## EXERCISE BRIEF
Reproduce the line that holds "Expected behaviour: mark a point on the chimney, one" together with all the lines after it up to the end of the entries.

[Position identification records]
************
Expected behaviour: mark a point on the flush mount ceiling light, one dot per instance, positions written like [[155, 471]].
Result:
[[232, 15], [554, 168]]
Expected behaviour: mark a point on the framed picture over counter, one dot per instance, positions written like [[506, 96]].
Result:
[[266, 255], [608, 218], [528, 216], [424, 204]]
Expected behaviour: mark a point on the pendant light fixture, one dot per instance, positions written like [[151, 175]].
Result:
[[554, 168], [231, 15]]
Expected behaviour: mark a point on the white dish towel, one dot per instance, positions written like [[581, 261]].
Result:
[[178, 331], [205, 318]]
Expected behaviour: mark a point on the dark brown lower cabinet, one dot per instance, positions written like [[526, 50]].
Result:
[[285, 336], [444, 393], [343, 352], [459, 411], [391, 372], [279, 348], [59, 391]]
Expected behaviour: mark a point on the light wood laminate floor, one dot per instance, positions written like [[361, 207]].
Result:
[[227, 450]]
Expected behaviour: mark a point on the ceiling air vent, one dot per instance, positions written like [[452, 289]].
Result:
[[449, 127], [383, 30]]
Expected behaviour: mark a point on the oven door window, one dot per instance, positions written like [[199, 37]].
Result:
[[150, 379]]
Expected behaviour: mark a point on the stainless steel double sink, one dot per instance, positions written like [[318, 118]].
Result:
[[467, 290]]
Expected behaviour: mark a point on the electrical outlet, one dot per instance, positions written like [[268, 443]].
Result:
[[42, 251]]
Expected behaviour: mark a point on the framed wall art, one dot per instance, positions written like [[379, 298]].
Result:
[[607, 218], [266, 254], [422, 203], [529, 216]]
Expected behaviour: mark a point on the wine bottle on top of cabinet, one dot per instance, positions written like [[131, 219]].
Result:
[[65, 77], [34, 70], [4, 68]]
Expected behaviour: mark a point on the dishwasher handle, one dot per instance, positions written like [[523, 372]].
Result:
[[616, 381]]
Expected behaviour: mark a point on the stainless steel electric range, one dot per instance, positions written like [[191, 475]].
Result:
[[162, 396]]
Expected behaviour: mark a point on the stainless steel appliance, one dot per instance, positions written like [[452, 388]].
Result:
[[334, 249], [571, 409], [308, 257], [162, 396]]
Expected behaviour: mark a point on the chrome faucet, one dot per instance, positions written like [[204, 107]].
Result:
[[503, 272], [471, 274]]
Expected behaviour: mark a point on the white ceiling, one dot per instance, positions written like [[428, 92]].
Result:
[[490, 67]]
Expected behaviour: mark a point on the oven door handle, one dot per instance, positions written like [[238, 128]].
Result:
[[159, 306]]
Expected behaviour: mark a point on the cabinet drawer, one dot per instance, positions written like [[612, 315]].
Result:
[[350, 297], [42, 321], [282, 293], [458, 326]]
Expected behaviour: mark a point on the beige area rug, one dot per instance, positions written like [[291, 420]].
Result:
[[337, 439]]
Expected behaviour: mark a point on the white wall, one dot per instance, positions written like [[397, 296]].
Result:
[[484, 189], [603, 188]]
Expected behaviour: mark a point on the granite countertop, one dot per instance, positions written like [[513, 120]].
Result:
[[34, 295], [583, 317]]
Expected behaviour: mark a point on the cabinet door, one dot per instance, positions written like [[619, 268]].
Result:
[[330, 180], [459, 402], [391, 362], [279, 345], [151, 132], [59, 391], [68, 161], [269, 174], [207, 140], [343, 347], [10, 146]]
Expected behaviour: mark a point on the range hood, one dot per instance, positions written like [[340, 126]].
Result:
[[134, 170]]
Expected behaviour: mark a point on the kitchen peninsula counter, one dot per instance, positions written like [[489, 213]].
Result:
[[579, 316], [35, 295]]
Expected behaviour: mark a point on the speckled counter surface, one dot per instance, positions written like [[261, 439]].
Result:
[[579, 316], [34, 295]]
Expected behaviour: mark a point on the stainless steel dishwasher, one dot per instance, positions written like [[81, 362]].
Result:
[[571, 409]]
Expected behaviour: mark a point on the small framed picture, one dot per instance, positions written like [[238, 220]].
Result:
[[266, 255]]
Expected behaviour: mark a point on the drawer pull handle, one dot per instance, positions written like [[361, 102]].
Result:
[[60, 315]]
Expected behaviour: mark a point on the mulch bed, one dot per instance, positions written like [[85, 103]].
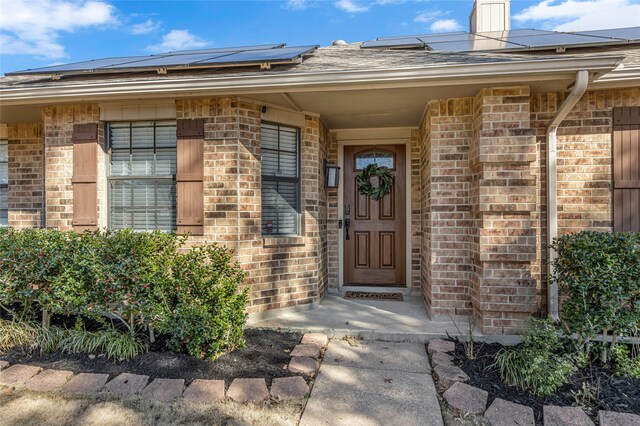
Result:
[[266, 354], [621, 394]]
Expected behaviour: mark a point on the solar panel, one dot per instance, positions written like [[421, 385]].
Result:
[[405, 43], [84, 65], [512, 40], [285, 54], [183, 59], [557, 40], [451, 37], [516, 33], [167, 60], [630, 34], [227, 49], [462, 33], [473, 45]]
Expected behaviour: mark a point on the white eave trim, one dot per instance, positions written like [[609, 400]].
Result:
[[308, 82]]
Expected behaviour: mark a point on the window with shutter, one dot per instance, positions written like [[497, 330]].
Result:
[[4, 183], [141, 176], [280, 180]]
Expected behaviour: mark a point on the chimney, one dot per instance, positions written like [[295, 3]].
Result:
[[490, 15]]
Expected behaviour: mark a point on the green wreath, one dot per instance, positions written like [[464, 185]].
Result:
[[384, 176]]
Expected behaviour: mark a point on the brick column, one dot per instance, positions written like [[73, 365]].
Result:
[[446, 217], [503, 193], [281, 271], [26, 147]]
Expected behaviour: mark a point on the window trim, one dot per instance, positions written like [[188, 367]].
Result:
[[134, 177], [297, 180]]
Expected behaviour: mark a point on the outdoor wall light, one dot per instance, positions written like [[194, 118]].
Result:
************
## REPLY TO THE TASK
Expected behaviour: mark a point on the chimney, one dot per instance, positions written like [[295, 3]].
Result:
[[490, 15]]
Expected behaviour: mark a point on the green wreath, one dot per instance, positions written like [[464, 185]].
Result:
[[384, 176]]
Expected behaviour: mark a point on the brick column, one dot per instance, positions written like [[73, 365]].
Result:
[[446, 217], [503, 193], [281, 271], [26, 147]]
Expected behaviour: mark a point on the window trim, one dot per instance, positions written like [[188, 367]].
Result:
[[134, 177], [297, 180]]
Expected behaviour: mark a point on the outdoor wall light, one dot per instance, positions written like [[194, 118]].
Result:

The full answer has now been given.